Stated problem: Copy out the passage from the text on Galaxy S21 Ultra power and battery life that begins at the words "We haven’t had" and stops after "dismantling the phones.", swapping "phones" for "handsets".

Reading text:

>> Begin

Mixed-Usage Power & Preliminary Battery Life

We haven’t had both Galaxy S21 Ultra devices long enough to do our more extensive battery life testing routines, however I did run some more power analysis on the more compute-heavy PCMark suite as well as some battery life numbers at 120Hz.

I’ll start off with some power profiling – these figures are generally within 5% margin of error accurate in terms of power usage at the battery level but are measured as input power into device as this allows us much higher resolution data sampling, without actually dismantling the phones.

I put the devices to minimum brightness to minimise screen power attribution in the power figures, with the devices set to 120Hz mode and a lamp shining on them to enable the 120Hz VRR/LFD power savings on the display. Both devices are in their default performance modes.

>> End

Data shown:

>> Begin

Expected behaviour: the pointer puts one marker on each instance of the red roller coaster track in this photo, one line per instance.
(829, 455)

>> End

Result for this task:
We haven’t had both Galaxy S21 Ultra devices long enough to do our more extensive battery life testing routines, however I did run some more power analysis on the more compute-heavy PCMark suite as well as some battery life numbers at 120Hz.

I’ll start off with some power profiling – these figures are generally within 5% margin of error accurate in terms of power usage at the battery level but are measured as input power into device as this allows us much higher resolution data sampling, without actually dismantling the handsets.